> **EXTRACTED INFORMATION**:
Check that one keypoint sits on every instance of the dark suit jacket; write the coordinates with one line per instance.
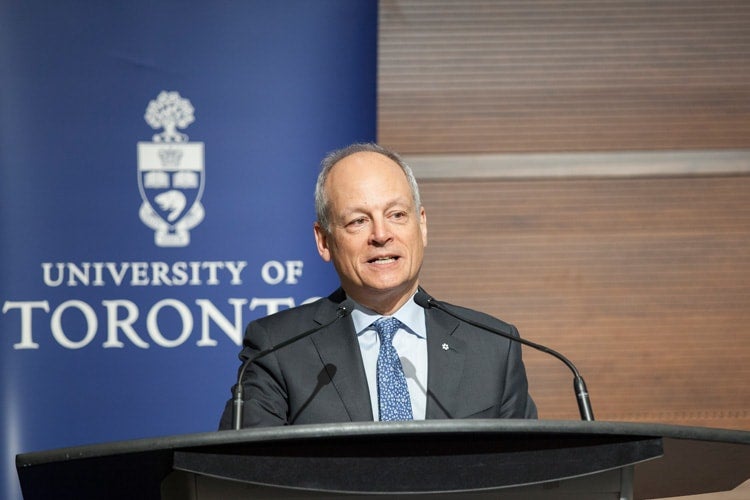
(321, 378)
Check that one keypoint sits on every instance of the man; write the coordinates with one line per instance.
(372, 226)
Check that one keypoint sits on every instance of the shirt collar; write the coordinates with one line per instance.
(411, 315)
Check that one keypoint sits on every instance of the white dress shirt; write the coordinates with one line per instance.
(410, 342)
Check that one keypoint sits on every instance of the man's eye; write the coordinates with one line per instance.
(357, 222)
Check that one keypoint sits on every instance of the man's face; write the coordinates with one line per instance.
(377, 236)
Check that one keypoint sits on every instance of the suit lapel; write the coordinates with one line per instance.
(446, 355)
(339, 351)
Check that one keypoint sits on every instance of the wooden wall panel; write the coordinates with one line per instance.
(644, 283)
(580, 75)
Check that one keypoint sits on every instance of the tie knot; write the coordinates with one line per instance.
(386, 328)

> **WHAT YOU ARE ASKED TO DO**: Output all the records above again exactly, with the pictures dropped.

> **COMPLETED EXERCISE**:
Check that one keypoint sits on every instance of the dark suit jacket; write the coordinates with one line per instance.
(321, 378)
Check that one keypoint sits on every instance of the man; write the coordinates with one line per instance.
(372, 226)
Check that one keypoint sits on every instance of the shirt collar; write the coordinates with one line per instance.
(411, 315)
Check that one keypoint sits on every instance of the white dress shirt; write the coordinates with one line per instance.
(410, 342)
Check that one keypoint sits on every instance of the man's eye; write the coordinates with one line per instance.
(357, 222)
Check that one keypoint sits on every instance of the man's face; write the coordinates with one line per instance.
(377, 236)
Check that one keypoint sits on every instance of the suit lapel; write the coordinates with one line per instance.
(446, 355)
(339, 351)
Check that one keypoint sits on every instance of the wooden wall panel; write the coordinates with one line per instance.
(644, 283)
(580, 75)
Check that one keypoint sits on every instance of the tie knot; write the coordinates with one line per instance.
(386, 328)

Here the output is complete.